— START OF Supplied text —

Washington conceded to southern whites' demand for segregation, while he asserted blacks' desire for equal economic opportunity. He argued that the economic progress of the South depended upon the mutual prosperity of blacks and whites through education. He said social integration of the races was not required.

In the mind of many whites, this speech solidified Washington's position as a spokesman for African Americans. It thrust him into national prominence then unheard of for a black man.

Washington's idea of blacks helping themselves shifted the responsibilities of racial problems from whites to blacks. By saying that African American civil and political rights were not as important as social advancement, Washington alleviated the fears and concerns of whites.


The Great Educator

Booker T. Washington saw education as the true emancipator for himself and others. He rose from slavery and a childhood of manual labor to become a leading educator of African Americans at the end of the 19th century. As the first principal of Tuskegee Institute in Alabama, he built an educational program that emphasized agricultural and industrial training.

His program reflected an understanding of the racism, violence, intimidation, and lack of economic opportunities that most African Americans faced in the South during this time. He believed that when African Americans proved themselves economically, civil rights for blacks would naturally follow.

From 1895 to 1915, he was the most powerful and influential African American in the United States.

Freedom Train

Freedom Train: The Story of Harriet Tubman is a powerful account of one woman's passionate struggle to live free and lead her people to freedom. Harriet Tubman was born a slave but escaped and dedicated her life to helping others- as a 'conductor' on the Underground Railroad, as a nurse, as a spy, as a teacher, and as a source of hope to all who knew her. Through her hardships and strength of character, she became a vital part of our nation's history.

The Indian Experiment

November is American Indian Heritage Month. Four hundred years ago, Native Americans, Europeans and Africans would come together to create a unique cultural experience that would result in the formation of Jamestown, the first permanent English settlement in North America. In 1877, Americans of European and African descent, and Native Americans from predominantly Western tribes would meet at the newly created Hampton Normal and Agricultural Institute, not far from the original 1607 settlement site, in the interest of education for Indians. Booker T. Washington became involved in 1878 as a teacher and house advisor. The "Indian Experiment" would last until 1923 and become an interesting stitch in the fabric of American history.

Philosophy of Industrial Education

"...I plead for industrial education and development for the Negro not because I want to cramp him, but because I want to free him." Booker T. Washington

Washington drew on his experience at Hampton Institute for the curriculum at Tuskegee. He saw that most white Southerners objected to black education because they believed that educated blacks would not work as manual laborers. So his system of hard work, discipline, and self-help was a way to educate blacks without antagonizing whites.

Tuskegee Institute's educational program went further than Hampton Institute's in its promotion of African American social, political, and economic participation in mainstream society. Although Washington originally argued that blacks should stay out of politics, he later rejected black disfranchisement.

— END OF Supplied text —
— START OF Dataset extract —

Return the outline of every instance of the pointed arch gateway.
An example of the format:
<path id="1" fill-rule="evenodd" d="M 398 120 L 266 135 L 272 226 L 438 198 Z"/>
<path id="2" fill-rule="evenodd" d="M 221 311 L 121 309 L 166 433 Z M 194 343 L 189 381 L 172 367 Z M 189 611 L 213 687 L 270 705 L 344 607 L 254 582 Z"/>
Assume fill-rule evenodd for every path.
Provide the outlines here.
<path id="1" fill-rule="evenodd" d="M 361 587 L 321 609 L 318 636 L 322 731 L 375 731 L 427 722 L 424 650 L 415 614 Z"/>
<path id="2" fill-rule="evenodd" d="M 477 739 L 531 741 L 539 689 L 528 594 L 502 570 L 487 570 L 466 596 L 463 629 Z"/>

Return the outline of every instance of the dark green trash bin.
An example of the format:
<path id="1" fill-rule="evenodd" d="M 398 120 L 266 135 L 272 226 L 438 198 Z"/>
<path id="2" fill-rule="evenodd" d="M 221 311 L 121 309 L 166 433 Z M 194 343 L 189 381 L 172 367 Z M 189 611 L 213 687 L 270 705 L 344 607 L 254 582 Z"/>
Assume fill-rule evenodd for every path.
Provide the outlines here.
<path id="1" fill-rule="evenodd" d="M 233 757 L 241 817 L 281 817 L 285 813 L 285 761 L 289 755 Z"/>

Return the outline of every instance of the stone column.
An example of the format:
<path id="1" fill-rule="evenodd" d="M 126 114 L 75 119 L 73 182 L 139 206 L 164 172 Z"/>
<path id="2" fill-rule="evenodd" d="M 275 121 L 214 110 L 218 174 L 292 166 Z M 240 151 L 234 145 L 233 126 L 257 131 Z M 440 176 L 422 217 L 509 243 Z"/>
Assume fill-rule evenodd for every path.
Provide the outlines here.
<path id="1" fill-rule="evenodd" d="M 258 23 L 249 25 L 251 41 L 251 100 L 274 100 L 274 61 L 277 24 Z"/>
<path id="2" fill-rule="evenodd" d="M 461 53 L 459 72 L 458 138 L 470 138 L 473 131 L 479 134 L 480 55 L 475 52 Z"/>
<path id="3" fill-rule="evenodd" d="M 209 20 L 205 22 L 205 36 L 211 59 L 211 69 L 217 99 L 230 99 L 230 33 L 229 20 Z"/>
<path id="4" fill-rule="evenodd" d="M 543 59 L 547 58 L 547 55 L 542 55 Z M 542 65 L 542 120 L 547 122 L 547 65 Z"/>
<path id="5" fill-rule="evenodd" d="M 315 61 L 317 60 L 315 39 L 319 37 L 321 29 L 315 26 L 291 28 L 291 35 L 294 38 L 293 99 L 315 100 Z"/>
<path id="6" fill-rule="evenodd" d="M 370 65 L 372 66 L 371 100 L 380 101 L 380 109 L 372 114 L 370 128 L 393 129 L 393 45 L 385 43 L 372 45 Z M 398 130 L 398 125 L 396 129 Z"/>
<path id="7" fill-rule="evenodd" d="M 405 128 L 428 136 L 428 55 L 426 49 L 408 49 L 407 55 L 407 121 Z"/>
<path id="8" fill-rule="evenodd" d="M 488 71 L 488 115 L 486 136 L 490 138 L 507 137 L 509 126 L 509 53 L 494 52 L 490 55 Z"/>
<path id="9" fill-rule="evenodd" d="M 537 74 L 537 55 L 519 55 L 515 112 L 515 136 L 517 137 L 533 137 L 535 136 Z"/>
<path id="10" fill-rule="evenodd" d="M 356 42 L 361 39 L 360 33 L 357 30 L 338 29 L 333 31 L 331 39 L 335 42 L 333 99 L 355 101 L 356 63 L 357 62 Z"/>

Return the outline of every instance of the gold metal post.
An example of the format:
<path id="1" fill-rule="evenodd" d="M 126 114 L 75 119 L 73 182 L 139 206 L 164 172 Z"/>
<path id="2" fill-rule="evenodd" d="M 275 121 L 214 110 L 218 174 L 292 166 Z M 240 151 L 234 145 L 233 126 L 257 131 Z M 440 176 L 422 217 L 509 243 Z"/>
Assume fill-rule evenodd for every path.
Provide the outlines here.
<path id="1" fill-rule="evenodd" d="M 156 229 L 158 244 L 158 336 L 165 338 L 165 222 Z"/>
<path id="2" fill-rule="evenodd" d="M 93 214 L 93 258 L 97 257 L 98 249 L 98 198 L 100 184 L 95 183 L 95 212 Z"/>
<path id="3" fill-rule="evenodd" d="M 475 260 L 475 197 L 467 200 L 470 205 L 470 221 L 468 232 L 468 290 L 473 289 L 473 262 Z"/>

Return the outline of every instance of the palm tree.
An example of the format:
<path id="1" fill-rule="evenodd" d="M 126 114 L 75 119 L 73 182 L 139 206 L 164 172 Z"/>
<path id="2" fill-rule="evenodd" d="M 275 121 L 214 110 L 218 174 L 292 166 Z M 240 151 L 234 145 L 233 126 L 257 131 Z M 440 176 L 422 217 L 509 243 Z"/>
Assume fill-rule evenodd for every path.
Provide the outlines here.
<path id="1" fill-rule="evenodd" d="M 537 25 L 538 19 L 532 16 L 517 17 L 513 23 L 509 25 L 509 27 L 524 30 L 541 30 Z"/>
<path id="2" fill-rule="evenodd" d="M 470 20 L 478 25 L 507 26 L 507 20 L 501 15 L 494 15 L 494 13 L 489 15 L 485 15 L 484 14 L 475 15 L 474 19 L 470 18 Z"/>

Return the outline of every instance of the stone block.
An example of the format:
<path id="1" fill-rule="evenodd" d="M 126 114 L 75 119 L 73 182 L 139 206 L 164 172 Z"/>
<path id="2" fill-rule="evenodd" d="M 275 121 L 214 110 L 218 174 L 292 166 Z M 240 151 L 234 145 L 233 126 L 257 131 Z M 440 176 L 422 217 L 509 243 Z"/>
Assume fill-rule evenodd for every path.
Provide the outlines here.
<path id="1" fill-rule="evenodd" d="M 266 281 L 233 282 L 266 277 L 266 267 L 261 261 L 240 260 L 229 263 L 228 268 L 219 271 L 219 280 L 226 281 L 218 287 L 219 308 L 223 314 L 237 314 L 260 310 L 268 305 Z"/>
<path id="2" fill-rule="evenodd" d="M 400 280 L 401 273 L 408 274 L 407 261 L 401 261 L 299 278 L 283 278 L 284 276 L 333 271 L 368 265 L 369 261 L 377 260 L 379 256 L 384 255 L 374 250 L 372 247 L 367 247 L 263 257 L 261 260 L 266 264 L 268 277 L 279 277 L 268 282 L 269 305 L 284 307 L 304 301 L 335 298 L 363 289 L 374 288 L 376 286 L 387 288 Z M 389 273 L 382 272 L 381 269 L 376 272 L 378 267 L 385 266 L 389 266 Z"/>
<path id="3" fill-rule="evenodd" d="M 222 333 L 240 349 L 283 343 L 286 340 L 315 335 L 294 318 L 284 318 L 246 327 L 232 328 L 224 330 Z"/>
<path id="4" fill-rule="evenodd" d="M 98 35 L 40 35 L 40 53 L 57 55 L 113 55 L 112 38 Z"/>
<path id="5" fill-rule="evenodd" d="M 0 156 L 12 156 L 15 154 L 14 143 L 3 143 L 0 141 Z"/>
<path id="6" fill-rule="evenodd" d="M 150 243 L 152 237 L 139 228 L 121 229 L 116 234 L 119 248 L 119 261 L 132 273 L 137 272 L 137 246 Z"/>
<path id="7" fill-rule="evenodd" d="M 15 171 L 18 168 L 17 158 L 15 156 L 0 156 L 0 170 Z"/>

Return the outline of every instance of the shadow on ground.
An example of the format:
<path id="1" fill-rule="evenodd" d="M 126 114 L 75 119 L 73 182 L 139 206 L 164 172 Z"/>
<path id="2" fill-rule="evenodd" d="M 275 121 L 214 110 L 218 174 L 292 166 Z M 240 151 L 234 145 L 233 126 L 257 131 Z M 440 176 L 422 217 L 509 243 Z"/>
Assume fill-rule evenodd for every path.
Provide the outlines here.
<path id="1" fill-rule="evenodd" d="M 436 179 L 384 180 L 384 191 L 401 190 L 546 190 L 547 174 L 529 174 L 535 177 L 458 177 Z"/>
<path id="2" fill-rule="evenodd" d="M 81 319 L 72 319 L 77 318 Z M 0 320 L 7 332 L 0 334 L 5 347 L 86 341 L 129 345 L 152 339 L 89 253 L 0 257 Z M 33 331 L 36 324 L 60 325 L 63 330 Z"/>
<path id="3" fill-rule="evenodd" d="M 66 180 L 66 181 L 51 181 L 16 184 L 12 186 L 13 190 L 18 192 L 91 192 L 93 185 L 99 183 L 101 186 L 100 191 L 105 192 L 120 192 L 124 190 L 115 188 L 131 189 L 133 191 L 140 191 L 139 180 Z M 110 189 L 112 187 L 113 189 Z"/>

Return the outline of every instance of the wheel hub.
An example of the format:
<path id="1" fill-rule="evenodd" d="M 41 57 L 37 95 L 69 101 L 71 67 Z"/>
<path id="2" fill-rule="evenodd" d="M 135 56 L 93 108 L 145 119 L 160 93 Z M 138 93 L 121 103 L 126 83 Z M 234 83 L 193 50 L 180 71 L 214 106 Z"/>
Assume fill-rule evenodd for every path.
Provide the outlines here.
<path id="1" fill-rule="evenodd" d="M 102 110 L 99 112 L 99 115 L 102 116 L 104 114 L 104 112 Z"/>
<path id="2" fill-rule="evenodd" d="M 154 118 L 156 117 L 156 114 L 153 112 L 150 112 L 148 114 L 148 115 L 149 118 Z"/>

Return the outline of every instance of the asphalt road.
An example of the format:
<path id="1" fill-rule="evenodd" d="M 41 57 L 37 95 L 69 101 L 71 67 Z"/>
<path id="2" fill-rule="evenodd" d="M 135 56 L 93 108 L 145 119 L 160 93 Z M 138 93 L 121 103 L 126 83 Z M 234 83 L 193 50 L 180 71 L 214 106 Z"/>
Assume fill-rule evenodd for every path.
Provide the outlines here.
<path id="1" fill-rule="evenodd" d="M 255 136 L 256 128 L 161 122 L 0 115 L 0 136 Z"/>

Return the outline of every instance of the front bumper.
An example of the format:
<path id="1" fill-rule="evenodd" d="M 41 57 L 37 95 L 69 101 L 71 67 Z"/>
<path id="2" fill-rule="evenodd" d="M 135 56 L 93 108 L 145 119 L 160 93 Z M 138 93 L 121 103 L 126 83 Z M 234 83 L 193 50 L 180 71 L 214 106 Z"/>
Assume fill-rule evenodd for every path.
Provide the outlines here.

— END OF Dataset extract —

◆ **The tasks**:
**1)** Translate this sentence from the text on Booker T. Washington into Spanish: "He believed that when African Americans proved themselves economically, civil rights for blacks would naturally follow."
**2)** List every section heading in the text on Booker T. Washington.

◆ **Task solutions**:
**1)** Creía que, cuando los afroamericanos demostraran su valía en lo económico, los derechos civiles para los negros llegarían de forma natural.

**2)**
The Great Educator
Freedom Train
The Indian Experiment
Philosophy of Industrial Education